(Task brief): Copy out the rows below word for word, leaving out the picture.
──────── Data ────────
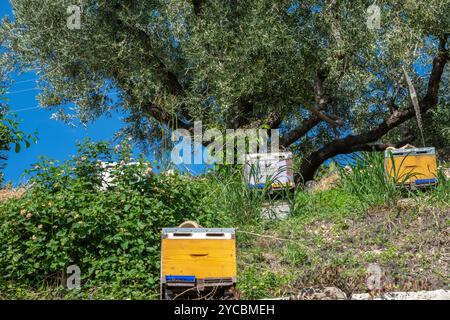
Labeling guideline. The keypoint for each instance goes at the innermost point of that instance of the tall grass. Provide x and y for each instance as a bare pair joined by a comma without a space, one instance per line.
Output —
236,198
366,179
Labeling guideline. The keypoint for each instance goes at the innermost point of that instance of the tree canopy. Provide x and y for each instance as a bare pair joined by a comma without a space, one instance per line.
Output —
319,71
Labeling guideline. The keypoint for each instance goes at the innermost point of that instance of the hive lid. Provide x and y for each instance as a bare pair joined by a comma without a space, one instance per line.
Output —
410,151
199,230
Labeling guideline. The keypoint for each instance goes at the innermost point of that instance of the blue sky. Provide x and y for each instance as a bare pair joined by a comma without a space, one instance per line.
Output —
56,139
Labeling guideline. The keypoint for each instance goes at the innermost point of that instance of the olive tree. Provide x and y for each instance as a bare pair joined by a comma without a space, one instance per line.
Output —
330,75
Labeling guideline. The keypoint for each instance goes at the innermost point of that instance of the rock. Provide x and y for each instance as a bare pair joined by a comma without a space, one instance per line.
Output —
327,293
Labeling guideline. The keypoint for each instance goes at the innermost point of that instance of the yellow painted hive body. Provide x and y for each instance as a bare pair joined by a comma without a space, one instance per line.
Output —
412,166
205,254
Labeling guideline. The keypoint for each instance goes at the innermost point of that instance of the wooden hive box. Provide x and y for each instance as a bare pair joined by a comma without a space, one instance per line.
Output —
277,168
201,259
413,166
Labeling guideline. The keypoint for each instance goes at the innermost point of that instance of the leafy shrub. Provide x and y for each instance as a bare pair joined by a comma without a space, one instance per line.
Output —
113,235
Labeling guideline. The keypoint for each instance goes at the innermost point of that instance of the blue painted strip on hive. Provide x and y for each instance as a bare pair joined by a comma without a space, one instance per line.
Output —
257,186
181,278
425,181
────────
(Completed task):
Labeling guideline. The keypoint for each instance goes at the innermost point of that instance of the tall grass. Provide x and y for each instance as a bare pair joined by a comma without a space, one instance per line.
Output —
236,198
366,179
Labeling guideline. The keypoint for each instance goes at the innermost point of that instance of the tree canopy. Provide x and y for each instance as a bare pair joined by a comma without a space, one instance per line.
Output —
319,71
Labeling guideline. The keypoint for each instance goes at the innermost point of that instance of the hive lid. Provide x and y for each instance as a bare pair joined by a comma without a space, one instance per line.
Output —
410,151
199,230
Labeling guideline. The keypoint for each instance goes at the innermost point of that instance of the blue sky. Provide x and y for each instance as a bare pair joined by a comma without a space, one instance per line.
Output —
56,139
Labeling guideline. The keypoint for each instance goes at the innermost point of that instance of the olive tree. Provide x and y for each instance as a bare pair joined by a comma without a space, one instance per line.
Output —
330,75
Labeling guideline. The keypoint for each instance goes at the innermost point of that instance of the rock. Provide x and y for each instance as a bare pair joined by a comma without a space, one instance per line.
Output —
327,293
Labeling guideline. The keypoint for each instance goes at the innermost point of that instance of the yellow painted hive body. Provide x and y for each instance as a bare pair joined by a comma without a space, one instance per line.
Output —
412,166
205,254
Labeling guideline. The keypoint for each instance goes at the innermost point of that instance of the wooden hive box. Provide x and y for each instance as a bare pair joined by a comma without a space, one instance per line.
Output —
277,168
201,259
413,166
Labeling guideline. The keypoint for each instance goes at the innermost point of that instance of the leafy shrub. Provide x and y for each instance as a bare pair joined by a comma without a space, one instance per line.
Output —
113,235
Labeling guideline. The keypoint for each instance goes at the innermost point of that instance of the blue painted strip on hive. Provide x and y for each instance as a bare pair joined by a comma without a space, one instance per line.
Output —
257,186
181,278
425,181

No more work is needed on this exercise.